• _Problem_:
Reproduce the line that contains "One marker serves each instance of the green metal" and every line after it through the end of the records, exactly, with nothing added.

• _Information given_:
★ ★ ★

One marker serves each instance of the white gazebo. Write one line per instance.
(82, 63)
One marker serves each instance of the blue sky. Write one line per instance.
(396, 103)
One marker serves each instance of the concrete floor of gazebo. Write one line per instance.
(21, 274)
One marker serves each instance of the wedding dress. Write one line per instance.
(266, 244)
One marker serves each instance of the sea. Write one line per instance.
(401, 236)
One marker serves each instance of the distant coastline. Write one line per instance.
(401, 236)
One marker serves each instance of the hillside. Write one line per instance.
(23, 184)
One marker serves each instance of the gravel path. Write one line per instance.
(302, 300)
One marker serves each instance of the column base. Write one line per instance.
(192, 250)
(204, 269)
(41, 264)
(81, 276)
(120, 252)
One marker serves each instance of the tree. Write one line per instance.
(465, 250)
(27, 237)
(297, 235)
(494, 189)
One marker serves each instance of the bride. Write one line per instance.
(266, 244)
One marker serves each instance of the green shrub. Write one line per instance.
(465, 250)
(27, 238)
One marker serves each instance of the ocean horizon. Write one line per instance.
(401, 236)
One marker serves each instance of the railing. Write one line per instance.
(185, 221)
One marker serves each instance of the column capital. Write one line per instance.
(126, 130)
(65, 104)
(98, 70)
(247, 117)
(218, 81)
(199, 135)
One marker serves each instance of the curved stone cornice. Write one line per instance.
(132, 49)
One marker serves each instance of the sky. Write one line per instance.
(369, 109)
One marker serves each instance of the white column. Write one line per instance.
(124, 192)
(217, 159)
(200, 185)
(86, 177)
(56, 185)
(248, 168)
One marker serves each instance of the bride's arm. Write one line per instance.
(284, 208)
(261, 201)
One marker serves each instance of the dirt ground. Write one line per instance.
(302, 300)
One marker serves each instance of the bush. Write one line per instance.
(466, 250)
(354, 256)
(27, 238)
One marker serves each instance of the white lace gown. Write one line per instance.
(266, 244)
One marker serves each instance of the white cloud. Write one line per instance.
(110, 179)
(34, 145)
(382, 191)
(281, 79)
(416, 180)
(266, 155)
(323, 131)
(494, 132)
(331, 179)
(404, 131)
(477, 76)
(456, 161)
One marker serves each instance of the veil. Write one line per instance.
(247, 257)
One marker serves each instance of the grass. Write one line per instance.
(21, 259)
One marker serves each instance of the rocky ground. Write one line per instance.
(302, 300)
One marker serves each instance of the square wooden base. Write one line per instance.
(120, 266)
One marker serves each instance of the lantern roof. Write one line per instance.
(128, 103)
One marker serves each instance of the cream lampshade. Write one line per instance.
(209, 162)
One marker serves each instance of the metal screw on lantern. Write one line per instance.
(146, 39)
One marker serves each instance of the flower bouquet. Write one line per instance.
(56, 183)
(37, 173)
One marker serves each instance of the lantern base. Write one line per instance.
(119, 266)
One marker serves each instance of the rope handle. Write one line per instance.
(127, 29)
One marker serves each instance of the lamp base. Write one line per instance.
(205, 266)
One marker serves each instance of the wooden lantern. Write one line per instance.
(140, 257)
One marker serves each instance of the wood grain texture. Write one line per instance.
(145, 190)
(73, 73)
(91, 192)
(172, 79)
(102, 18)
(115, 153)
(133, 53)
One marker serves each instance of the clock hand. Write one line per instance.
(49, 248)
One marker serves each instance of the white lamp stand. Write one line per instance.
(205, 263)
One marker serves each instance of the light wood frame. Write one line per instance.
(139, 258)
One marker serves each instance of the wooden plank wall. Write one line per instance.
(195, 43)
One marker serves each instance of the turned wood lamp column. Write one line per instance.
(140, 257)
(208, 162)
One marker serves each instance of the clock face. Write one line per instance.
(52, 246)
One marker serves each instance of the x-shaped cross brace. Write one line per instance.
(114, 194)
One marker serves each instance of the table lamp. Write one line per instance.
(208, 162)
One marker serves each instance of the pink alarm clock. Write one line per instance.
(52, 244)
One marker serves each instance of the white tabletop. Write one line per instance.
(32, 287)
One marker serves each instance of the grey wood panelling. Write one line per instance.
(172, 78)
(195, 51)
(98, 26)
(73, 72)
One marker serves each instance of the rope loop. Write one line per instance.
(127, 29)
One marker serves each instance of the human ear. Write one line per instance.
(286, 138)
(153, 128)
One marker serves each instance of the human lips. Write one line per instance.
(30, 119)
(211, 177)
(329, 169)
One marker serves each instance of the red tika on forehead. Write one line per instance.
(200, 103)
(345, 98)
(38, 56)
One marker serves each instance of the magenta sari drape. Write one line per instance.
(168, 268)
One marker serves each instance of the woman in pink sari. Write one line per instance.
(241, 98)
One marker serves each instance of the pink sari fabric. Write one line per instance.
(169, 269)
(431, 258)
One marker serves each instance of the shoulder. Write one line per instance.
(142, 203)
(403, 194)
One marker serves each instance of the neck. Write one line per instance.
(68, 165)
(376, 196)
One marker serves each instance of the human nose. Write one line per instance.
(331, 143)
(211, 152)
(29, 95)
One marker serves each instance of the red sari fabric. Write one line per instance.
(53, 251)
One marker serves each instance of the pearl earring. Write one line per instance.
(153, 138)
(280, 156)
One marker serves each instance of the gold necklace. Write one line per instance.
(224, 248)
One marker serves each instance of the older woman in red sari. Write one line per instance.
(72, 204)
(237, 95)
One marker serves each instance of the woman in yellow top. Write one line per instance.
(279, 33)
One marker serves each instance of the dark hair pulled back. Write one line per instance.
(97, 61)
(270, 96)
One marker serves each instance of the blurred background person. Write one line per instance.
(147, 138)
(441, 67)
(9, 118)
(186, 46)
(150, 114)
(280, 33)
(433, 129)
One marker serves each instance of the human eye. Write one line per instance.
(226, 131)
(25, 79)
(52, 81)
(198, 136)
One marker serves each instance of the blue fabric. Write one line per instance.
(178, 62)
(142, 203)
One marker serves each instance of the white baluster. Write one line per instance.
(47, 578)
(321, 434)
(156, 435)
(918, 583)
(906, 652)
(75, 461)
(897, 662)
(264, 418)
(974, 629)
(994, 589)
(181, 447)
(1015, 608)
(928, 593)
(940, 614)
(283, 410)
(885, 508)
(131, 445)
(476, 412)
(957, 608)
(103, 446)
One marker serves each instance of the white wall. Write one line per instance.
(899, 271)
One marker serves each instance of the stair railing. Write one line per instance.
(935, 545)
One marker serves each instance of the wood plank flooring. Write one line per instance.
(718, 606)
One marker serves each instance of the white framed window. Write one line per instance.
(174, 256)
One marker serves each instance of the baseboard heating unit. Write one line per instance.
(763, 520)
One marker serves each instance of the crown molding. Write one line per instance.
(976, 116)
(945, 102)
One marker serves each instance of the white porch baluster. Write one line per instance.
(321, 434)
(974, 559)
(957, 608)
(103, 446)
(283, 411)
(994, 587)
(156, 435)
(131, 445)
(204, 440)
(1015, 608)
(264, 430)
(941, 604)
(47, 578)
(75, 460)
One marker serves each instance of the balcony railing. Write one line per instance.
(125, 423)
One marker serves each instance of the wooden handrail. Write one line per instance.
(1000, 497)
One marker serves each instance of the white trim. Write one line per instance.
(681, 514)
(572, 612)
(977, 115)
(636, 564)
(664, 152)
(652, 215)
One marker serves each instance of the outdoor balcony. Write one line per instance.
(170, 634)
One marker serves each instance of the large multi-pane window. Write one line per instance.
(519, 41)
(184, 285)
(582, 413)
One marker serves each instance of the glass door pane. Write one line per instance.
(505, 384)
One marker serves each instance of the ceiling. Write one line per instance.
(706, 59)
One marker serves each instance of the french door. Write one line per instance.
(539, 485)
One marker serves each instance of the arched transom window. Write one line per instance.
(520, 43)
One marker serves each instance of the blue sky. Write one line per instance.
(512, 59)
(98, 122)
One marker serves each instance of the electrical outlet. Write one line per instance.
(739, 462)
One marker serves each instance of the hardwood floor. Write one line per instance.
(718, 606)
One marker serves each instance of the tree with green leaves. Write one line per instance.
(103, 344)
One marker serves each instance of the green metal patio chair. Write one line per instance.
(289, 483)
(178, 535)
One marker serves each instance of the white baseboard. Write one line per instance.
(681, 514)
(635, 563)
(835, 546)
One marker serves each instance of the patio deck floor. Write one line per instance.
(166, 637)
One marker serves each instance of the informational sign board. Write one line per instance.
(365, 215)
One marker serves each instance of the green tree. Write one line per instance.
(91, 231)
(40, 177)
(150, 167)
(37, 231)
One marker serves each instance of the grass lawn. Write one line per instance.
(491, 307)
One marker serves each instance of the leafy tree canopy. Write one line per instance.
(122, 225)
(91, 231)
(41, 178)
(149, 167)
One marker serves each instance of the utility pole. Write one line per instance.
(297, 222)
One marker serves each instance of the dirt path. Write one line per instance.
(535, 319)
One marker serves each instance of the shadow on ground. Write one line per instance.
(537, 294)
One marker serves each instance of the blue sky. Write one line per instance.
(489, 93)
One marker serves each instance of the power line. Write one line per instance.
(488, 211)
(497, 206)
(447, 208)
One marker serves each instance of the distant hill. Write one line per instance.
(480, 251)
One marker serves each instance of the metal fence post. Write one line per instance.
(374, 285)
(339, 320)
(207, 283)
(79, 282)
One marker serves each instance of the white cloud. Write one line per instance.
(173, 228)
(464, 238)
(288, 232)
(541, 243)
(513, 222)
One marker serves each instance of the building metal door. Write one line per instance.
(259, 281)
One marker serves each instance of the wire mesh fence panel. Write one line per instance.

★ ★ ★

• _The response_:
One marker serves each instance of the green metal patio chair. Write one line per instance.
(289, 483)
(178, 535)
One marker serves each instance of the white baseboard. Write one line per instance.
(681, 514)
(635, 563)
(835, 546)
One marker serves each instance of the patio deck floor. Write one line per instance.
(166, 637)
One marker serves each instance of the informational sign board. Write one line per instance.
(365, 215)
One marker serves each instance of the green tree. Write one line per instance.
(91, 231)
(40, 177)
(150, 167)
(37, 231)
One marker serves each instance of the grass lawn. Write one line per instance.
(491, 307)
One marker serves each instance of the leafy tree canopy. Write one line per instance.
(122, 225)
(91, 231)
(41, 178)
(149, 167)
One marker serves each instance of the utility pole. Write one line per instance.
(297, 222)
One marker serves each instance of the dirt path. Write one line per instance.
(535, 319)
One marker serves each instance of the shadow on ground. Write one line per instance.
(537, 294)
One marker serves each instance of the blue sky. Write one line per instance.
(489, 93)
One marker serves each instance of the power line. Write one line per instance.
(488, 211)
(497, 206)
(447, 208)
One marker serves each instance of the distant hill. Write one line per instance.
(480, 251)
One marker serves each instance of the metal fence post. Write one line per instance.
(374, 285)
(339, 320)
(207, 283)
(79, 282)
One marker serves each instance of the white cloud. Write one line per instance.
(173, 228)
(464, 238)
(288, 232)
(541, 243)
(513, 222)
One marker serves each instance of the building metal door. Write one line per instance.
(259, 281)
One marker serves each instance of the wire mesh fence panel. Write one line per instance.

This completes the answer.